WHAT THE TASK REQUIRES :: Can you output the material exactly as written, minus any pictures it holds?

Rows from a dataset ::

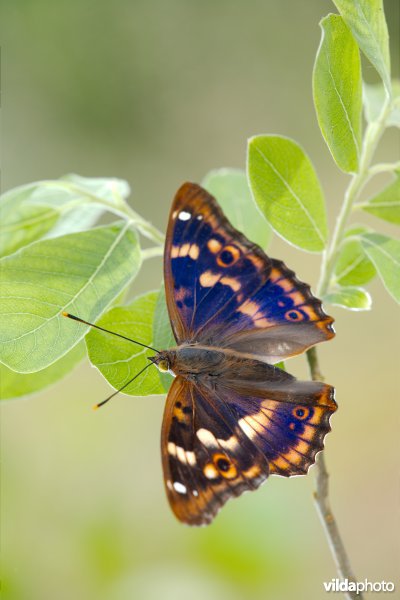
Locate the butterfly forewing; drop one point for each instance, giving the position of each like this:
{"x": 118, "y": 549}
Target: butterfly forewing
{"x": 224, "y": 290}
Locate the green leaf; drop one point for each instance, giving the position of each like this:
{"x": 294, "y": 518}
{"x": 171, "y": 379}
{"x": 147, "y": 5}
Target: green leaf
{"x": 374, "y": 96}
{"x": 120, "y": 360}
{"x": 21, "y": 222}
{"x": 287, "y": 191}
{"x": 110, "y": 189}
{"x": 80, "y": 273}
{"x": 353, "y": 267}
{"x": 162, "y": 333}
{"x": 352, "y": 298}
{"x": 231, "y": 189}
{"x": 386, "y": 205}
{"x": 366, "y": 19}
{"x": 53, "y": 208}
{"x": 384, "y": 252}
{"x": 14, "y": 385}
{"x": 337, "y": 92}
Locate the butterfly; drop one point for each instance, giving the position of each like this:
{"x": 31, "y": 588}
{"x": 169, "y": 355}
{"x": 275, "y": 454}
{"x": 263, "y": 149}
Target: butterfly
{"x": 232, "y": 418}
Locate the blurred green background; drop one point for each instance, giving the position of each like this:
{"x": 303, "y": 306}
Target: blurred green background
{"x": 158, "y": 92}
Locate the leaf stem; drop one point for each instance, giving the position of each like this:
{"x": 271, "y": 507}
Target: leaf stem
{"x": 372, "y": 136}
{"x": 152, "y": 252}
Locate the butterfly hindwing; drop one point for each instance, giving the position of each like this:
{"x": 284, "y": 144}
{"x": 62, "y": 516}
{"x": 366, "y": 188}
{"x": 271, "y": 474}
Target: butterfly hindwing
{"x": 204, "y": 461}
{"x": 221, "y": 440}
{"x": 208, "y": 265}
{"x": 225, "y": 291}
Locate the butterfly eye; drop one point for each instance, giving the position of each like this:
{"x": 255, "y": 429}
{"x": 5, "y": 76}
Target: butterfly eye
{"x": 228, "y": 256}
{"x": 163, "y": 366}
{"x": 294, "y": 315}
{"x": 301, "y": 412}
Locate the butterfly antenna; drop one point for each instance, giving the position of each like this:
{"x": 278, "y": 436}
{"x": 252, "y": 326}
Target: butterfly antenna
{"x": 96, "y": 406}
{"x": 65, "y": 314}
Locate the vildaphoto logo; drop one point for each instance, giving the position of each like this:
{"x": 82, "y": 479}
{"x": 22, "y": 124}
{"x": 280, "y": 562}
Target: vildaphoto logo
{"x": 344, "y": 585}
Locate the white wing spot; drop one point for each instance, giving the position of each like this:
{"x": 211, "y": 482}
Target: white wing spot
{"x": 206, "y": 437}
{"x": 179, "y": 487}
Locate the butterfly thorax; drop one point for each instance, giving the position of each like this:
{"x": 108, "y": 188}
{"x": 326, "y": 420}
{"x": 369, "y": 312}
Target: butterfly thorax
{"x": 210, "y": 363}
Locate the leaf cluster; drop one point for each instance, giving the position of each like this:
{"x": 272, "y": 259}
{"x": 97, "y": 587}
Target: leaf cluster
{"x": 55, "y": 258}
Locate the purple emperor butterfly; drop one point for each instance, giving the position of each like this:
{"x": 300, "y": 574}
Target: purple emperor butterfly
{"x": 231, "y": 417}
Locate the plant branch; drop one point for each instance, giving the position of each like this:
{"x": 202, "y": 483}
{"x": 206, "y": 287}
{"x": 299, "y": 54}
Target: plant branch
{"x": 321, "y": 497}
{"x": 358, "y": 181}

EXPECTED ANSWER ::
Locate the butterfly forewing; drop one point for each instance, giving the position of each like this:
{"x": 118, "y": 549}
Target: butterfly forewing
{"x": 224, "y": 290}
Locate the green leaf; drop one point for each instance, giving the position of each like this:
{"x": 294, "y": 518}
{"x": 171, "y": 379}
{"x": 147, "y": 5}
Target: green leaf
{"x": 374, "y": 96}
{"x": 120, "y": 360}
{"x": 21, "y": 222}
{"x": 287, "y": 191}
{"x": 110, "y": 189}
{"x": 80, "y": 273}
{"x": 353, "y": 267}
{"x": 162, "y": 333}
{"x": 352, "y": 298}
{"x": 231, "y": 189}
{"x": 386, "y": 205}
{"x": 366, "y": 19}
{"x": 53, "y": 208}
{"x": 384, "y": 252}
{"x": 14, "y": 385}
{"x": 337, "y": 92}
Locate the butterfly; drop one point for each instance, giving the position of each like this:
{"x": 31, "y": 588}
{"x": 169, "y": 355}
{"x": 275, "y": 454}
{"x": 263, "y": 149}
Target: butterfly
{"x": 232, "y": 418}
Locate the blurred green background; drop one point for each instance, giving the position of each like this:
{"x": 303, "y": 306}
Target: blurred green background
{"x": 158, "y": 92}
Locate the leaf stem; drop one point for each instance, giving the position of each like this:
{"x": 271, "y": 507}
Target: leaf stem
{"x": 372, "y": 136}
{"x": 152, "y": 252}
Locate the butterfly hindwing; drop one point for each instance, giving the position of each like this:
{"x": 284, "y": 144}
{"x": 62, "y": 516}
{"x": 366, "y": 188}
{"x": 271, "y": 474}
Target: butterfly hindwing
{"x": 204, "y": 461}
{"x": 221, "y": 440}
{"x": 208, "y": 265}
{"x": 225, "y": 291}
Locate the butterfly eye; drop one point for each instance, giving the position of each like this:
{"x": 255, "y": 429}
{"x": 5, "y": 76}
Target: butterfly eye
{"x": 228, "y": 256}
{"x": 163, "y": 366}
{"x": 294, "y": 315}
{"x": 301, "y": 412}
Locate the butterfly antenna; drop one point for each instance, giving the position of each like this:
{"x": 278, "y": 436}
{"x": 252, "y": 326}
Target: butterfly antenna
{"x": 96, "y": 406}
{"x": 65, "y": 314}
Locate the vildaphoto logo; drop one point for each instance, giving the position of each like this:
{"x": 82, "y": 479}
{"x": 22, "y": 124}
{"x": 280, "y": 562}
Target: vildaphoto logo
{"x": 344, "y": 585}
Locate the white wing spot; drop one point for each instance, giving the position of each like this:
{"x": 211, "y": 482}
Target: white wing spot
{"x": 206, "y": 437}
{"x": 179, "y": 487}
Locate the butterfly thorax; drop one point for each instance, giving the position of each like this:
{"x": 108, "y": 188}
{"x": 326, "y": 420}
{"x": 369, "y": 312}
Target: butterfly thorax
{"x": 210, "y": 363}
Locate the leaf cluster; drop one point for each instance, giving the position of each like this:
{"x": 272, "y": 259}
{"x": 97, "y": 587}
Target: leaf cluster
{"x": 55, "y": 258}
Locate the purple emperor butterfly; drop one point for each instance, giving the position of each like this:
{"x": 300, "y": 574}
Target: purple emperor butterfly
{"x": 231, "y": 417}
Locate the plant branch; drop one point for each instance, giving the position of each like this:
{"x": 202, "y": 483}
{"x": 206, "y": 287}
{"x": 299, "y": 54}
Target: plant branch
{"x": 321, "y": 497}
{"x": 358, "y": 181}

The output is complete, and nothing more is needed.